Excerpt ->

▽

Whether or not he had made a study of the Socratic precept “Γνῶθι σεαυτόν”
“know thyself,” Mohammed knew himself as thoroughly as it is possible for
a man to do. Early in life he took his own measure. Gauged his own strength
and weakness. Estimated the breadth, the length, and the depth to which he
could go. As a result of this moral estimate, he felt that his resources
without God were as slender as a broken reed buffeted by storm winds. He
knew that his real strength lay in the knowledge and power of God and of
Nature. The temperament and character of the Psalmist--he who looked on
God as the strong tower and rock of his defence, his refuge, not however
in time of trouble alone, but at all times--was strongly developed in him.
The genius of the whole Semitic race was centred in Mohammed. It was this,
amounting as it does to the sublimest egotheism, that gave him confidence,
then conviction. It was this righteous conviction that carried him as it
were on the wings of the wind--immortal breath and soul, as he pictured
it--of the living and eternal God. Through this feeling he converted the
innate fear and veneration that inspired him into the hand and power of
the Almighty. If genius implies a keen psychological insight into the
nature and inner consciousness of life’s issues, added to inexhaustible
energy, capacity for work and patience, then Mohammed was a genius.
Certainly, if we accept Buffon’s definition of genius, as, “but a greater
aptitude for perseverance,” he was without doubt a genius of the highest
degree. The founder of a faith--one of the greatest the world has
produced--spiritual commander of the faithful, his genius was
essentially moral and religious. His whole life was one long labour of
love and devotion to achieve his object, i.e. to proclaim God to the
nations of the earth: the first half of it passed in secular work but in
silent contemplation; the second half, itself divisible into two
periods, twelve years of persuasion, followed to the close by active
aggression and battle.

Impulsive, passionate, and spontaneous Mohammed may have been, for like
all great leaders he was many-sided. But in no sense of the word can
Islam be said to have been the outcome of spontaneity. On the contrary,
it was in every way the result of calm and deliberate reflection, of
long and continuous contact with the forces and phenomena of Nature; but
above all of an unceasing concentration and communion with the unseen
power that controls them. Stretching over some twenty years, it went on
uninterrupted by domestic cares or trade transactions. All these were
secondary matters and had to give way to the central idea that occupied
his whole mind, that revolved around his work and his thoughts, as the
earth gyrates about the sun. His centre of gravity was God. This gravity
formed his character, gave him courage and endurance in all his trials
and afflictions, counselled and guided him in his ordinary vocations. It
was this gravity and concentration that commanded the respect and trust
of all who knew him and came under his magnetic influence.

△

Extracted data ->

▽

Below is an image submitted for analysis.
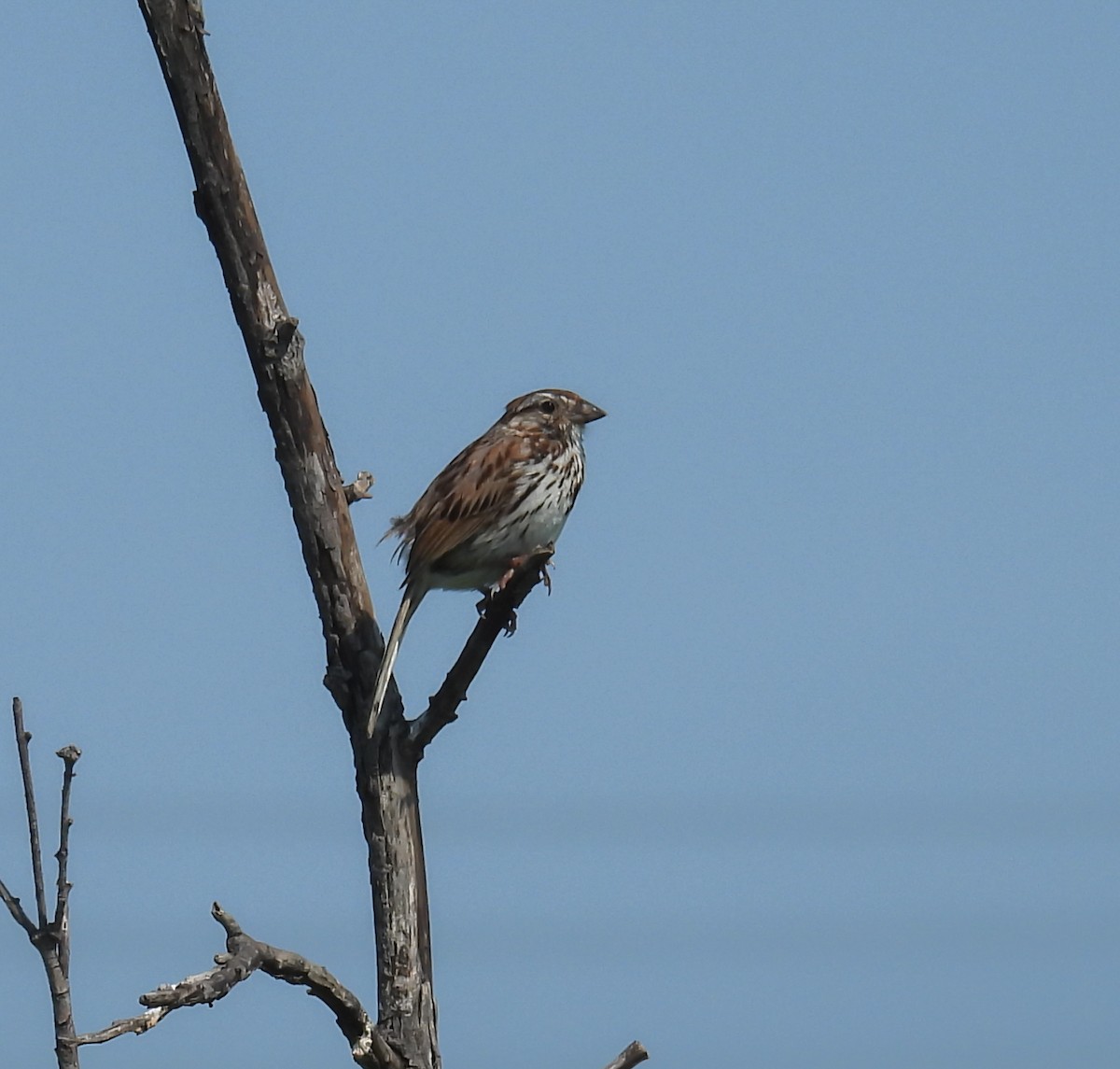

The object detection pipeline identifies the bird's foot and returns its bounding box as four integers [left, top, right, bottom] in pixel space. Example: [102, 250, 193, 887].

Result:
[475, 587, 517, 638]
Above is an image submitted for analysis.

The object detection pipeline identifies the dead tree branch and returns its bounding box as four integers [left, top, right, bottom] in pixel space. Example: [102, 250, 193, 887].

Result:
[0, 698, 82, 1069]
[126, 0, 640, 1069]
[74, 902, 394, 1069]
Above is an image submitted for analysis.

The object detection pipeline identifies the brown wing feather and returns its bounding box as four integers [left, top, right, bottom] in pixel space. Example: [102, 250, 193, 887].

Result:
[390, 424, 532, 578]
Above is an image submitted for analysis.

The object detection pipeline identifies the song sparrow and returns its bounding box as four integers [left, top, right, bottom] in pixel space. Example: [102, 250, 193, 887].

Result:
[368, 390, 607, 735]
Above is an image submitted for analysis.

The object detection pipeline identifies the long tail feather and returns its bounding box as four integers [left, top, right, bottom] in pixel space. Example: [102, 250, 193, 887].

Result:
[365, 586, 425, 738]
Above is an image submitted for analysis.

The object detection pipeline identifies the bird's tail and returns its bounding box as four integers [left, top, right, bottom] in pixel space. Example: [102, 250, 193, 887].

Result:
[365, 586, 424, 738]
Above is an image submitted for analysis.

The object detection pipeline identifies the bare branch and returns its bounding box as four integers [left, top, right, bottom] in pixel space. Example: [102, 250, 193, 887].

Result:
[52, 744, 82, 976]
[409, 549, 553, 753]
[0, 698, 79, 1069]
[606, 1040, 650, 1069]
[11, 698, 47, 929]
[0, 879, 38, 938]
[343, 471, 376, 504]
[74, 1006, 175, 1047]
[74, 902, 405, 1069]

△

Directions ->
1) Reproduce the passage on Mohammed's character from "Certainly, if we" to "aggression and battle.", word for word.
2) Write the next part of the passage on Mohammed's character, starting after its final sentence.

Results for the exercise ->
1)
Certainly, if we accept Buffon’s definition of genius, as, “but a greater
aptitude for perseverance,” he was without doubt a genius of the highest
degree. The founder of a faith--one of the greatest the world has
produced--spiritual commander of the faithful, his genius was
essentially moral and religious. His whole life was one long labour of
love and devotion to achieve his object, i.e. to proclaim God to the
nations of the earth: the first half of it passed in secular work but in
silent contemplation; the second half, itself divisible into two
periods, twelve years of persuasion, followed to the close by active
aggression and battle.

2)
But Mohammed was not infallible. Dogma--everything human in fact--is
open and liable to error. Even infallibility itself--as we speak of
it--is fallible. As Draper so aptly remarks: “He who is infallible, must
needs be immutable.” In many of the ordinary ways of life he was no
doubt changeable and inconsistent. He was, after all, only human--but
not with regard to the Faith. Here was he as firm as a rock, and showed
a fixity of purpose that nothing could shake or alter. With him, “Life
was but a means to an end, that end, beginning, mean and end to all
things--God.” Only synchronous with this ruling principle was the idea
of national unity. Never once did he falter or swerve from it. To this
allegiance and fidelity of his to God and centralization it is possible
to trace the devotion of Moslems to their Faith. “We are, as we often
say, the creatures of circumstances. In that expression there is a higher
philosophy than might at first sight appear. Our actions are not the pure
and unmingled results of our desires. They are the offspring of many
various and mixed conditions. In that which seems to be the most voluntary
decision, there enters much that is altogether involuntary--more perhaps
than we generally suppose.” This was very much the case with Mohammed.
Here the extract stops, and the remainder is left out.